Data under study:
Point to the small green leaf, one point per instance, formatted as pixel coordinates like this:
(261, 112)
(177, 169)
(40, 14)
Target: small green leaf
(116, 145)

Exercise description: Write out the entire listing above once more. Keep it exact.

Solution to this problem:
Point to the small green leaf, one point per instance, formatted as pixel coordinates like this:
(261, 112)
(177, 169)
(40, 14)
Target: small green leaf
(116, 145)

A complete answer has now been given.